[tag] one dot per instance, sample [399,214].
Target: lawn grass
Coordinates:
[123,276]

────────

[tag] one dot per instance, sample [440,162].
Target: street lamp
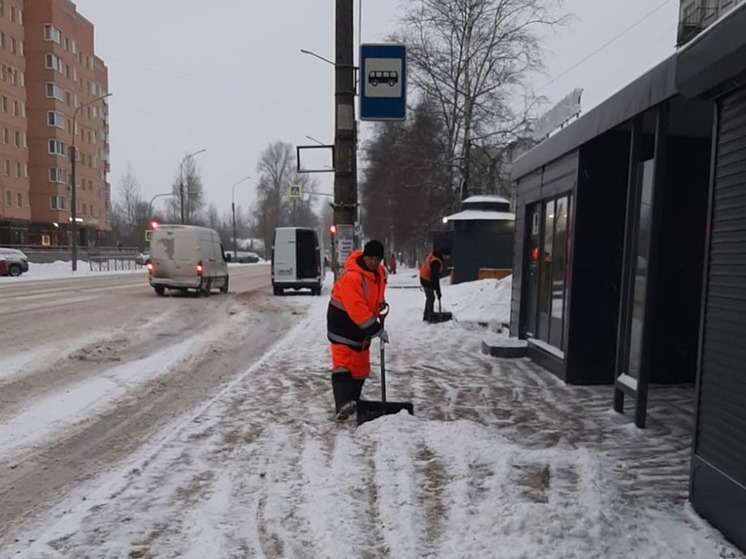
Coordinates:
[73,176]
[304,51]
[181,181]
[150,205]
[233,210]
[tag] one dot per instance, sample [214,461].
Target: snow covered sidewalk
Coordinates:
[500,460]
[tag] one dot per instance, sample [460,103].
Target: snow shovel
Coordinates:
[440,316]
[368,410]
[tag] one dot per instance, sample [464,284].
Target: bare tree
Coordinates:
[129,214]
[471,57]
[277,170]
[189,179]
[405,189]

────────

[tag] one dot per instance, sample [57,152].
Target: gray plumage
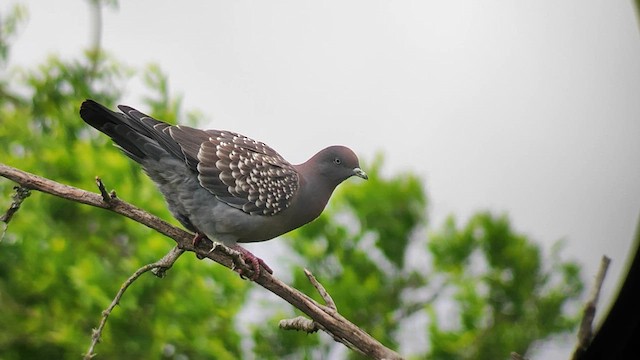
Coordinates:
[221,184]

────────

_EXERCISE BRIEF_: List every line from the rows above that includes the word "sample", copying each one in full.

_OUTPUT_:
[tag] one dot per instance, sample [399,214].
[tag] one dot per instance, sample [440,162].
[tag] one dot per instance, sample [214,461].
[tag] one dot per instance, sample [460,103].
[tag] one dot per instance, sample [464,284].
[tag] one dot per instance, sample [57,152].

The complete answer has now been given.